Text passage =
= = =

Mark, sports obsession is bad when it crowds out concerns about practical public affairs. Governor Noem should be complaining that the press puts young people playing games above analysis of public budgets.
6% promised for teachers? I’ll get there, O….
I didn’t know that Roncalli moved down to class B. That is quite satisfying to hear after having to sit through many painful playoff rivalry games as a kid (Roncalli would intentionally exploit the lack of a shot clock in SD basketball).
Thanks Kristi Noem, Cory Heidelberger, and the Argus Leader for keeping me informed.
(That a school in the third largest city in the state can poach well-to-do class AA players from Aberdeen Central and let them compete in class B against kids from towns with populations under 500 is grossly unfair. For this gross injustice, Roncalli should have to forfeit any and all stealth voucher scholarships that it receives from the state.)
Cory—you are dead wrong…let the kids play…they will rise to the occasion and resolve any inequity through their skill and determination…your’s is an _”adult” concern…the athletes in the B region Roncalli plays in just want to get a piece of them.

= = =

Work to do =
**A)** In the comment thread about Roncalli and class B sports, what did Roncalli intentionally exploit in South Dakota basketball?
**B)** Please extend the comment thread about Roncalli and class B sports by writing the next comment after its final one.

[Position identification records]
= = =

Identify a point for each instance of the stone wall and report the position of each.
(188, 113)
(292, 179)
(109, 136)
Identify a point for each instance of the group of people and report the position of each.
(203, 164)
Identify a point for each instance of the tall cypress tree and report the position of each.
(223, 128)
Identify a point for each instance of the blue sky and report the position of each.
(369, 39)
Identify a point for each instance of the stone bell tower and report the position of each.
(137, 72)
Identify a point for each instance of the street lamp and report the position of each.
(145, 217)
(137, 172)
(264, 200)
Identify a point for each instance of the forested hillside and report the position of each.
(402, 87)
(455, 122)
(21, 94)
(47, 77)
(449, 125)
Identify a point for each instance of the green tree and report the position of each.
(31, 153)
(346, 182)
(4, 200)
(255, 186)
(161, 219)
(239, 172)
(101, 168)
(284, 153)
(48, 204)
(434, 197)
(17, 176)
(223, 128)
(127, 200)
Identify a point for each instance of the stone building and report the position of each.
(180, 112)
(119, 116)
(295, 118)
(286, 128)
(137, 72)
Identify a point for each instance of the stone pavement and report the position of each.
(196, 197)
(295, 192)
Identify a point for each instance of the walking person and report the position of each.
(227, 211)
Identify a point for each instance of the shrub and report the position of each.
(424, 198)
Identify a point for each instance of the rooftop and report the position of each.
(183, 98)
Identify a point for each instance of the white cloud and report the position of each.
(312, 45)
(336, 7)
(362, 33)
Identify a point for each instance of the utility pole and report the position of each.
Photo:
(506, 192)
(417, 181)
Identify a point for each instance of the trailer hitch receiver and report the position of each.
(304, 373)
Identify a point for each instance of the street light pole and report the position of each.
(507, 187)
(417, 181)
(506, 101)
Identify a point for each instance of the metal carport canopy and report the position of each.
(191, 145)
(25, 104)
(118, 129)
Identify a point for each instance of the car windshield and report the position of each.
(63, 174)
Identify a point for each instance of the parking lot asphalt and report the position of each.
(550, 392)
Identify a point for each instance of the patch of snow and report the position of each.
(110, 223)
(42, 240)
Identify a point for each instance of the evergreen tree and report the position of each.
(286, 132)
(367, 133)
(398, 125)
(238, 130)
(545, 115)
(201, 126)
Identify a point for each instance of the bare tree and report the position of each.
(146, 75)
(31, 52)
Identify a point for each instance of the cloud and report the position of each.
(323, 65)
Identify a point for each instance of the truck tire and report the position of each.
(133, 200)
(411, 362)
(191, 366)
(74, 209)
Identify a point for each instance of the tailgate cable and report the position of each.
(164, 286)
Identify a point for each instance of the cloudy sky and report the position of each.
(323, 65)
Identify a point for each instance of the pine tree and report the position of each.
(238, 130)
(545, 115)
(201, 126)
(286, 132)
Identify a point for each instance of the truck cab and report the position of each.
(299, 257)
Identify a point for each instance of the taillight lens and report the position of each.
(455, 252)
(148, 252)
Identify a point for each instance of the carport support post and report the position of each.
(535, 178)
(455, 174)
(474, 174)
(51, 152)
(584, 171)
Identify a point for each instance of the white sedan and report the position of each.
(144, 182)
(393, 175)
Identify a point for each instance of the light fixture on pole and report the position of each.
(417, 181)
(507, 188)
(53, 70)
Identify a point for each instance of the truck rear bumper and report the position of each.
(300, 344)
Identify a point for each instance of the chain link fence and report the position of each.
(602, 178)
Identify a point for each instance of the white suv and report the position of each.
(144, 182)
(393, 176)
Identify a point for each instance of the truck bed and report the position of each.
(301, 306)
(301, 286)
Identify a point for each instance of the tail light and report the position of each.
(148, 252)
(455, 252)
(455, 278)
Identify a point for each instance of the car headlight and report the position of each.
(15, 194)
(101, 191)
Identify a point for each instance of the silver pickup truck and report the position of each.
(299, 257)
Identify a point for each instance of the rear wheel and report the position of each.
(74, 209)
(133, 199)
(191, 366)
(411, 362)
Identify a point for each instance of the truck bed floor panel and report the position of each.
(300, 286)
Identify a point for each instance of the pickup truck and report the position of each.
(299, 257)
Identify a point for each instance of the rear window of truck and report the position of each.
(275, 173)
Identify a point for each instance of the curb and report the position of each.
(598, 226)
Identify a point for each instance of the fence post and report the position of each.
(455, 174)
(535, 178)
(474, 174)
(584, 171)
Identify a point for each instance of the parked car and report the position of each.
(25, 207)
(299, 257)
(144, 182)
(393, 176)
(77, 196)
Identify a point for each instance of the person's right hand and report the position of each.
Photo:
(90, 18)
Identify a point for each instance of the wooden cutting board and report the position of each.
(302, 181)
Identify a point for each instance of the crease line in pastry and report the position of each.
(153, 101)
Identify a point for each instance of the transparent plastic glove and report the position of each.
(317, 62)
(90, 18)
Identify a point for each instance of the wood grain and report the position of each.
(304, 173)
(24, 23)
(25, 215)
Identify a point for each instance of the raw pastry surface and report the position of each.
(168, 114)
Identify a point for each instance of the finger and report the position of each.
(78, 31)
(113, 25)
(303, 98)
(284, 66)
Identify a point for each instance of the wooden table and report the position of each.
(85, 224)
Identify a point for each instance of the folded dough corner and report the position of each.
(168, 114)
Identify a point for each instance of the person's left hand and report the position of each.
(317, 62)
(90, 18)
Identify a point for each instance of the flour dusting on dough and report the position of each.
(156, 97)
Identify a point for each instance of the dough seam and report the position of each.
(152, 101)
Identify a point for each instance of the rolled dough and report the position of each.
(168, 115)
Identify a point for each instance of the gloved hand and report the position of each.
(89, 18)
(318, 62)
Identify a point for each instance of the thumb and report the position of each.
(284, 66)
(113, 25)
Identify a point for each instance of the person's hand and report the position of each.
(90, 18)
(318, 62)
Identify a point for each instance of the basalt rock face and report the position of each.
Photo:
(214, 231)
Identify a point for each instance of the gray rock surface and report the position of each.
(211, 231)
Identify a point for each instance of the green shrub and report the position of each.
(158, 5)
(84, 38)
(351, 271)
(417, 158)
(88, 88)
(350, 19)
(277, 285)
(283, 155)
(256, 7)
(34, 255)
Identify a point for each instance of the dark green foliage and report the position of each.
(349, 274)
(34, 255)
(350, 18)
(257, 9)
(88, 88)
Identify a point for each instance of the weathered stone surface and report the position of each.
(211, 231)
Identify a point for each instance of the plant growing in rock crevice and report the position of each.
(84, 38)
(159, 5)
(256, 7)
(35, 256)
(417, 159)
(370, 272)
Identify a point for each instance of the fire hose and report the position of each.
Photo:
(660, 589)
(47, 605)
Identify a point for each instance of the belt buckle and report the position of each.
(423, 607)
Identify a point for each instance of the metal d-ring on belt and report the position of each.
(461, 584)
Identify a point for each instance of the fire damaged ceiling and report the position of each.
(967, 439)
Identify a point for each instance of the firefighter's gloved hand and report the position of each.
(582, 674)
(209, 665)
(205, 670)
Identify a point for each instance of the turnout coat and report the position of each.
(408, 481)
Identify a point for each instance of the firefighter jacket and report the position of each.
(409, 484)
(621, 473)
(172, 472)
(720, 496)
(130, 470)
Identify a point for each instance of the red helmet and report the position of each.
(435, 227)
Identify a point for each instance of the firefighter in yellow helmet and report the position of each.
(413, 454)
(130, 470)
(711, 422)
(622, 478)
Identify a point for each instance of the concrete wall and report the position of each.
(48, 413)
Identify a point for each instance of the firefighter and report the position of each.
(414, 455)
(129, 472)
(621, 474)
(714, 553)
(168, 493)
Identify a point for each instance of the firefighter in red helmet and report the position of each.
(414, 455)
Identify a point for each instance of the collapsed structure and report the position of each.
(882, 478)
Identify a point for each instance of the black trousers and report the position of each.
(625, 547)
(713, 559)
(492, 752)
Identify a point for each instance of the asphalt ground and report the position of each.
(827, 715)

= = =

Responses by task =
**A)** The lack of a shot clock.

**B)**
Cory…I generally agree with you and commend you for your vision and commitment…but I did high school, football and basketball on small town radio covering 4 smaller schools and one large one for 22 seasons, over 1,000 broadcasts,.boys and girls, and I came away humbled by the character, courage, and dedication of our young people. Their competitiveness and balanced perspective on competition has led me to believe we have nothing to fear and everything to appreciate about this generation. Your concerns for equitable regulation of high school sports is well grounded but is an “adult concern”, a search for a perfectly aligned playing field. In my experience kids will accept the realities of the competition and play their hearts out to settle the question of competitive equity on the field and playing floor. We have nothing to fear for the future of the coming generation as they are already well ahead of us.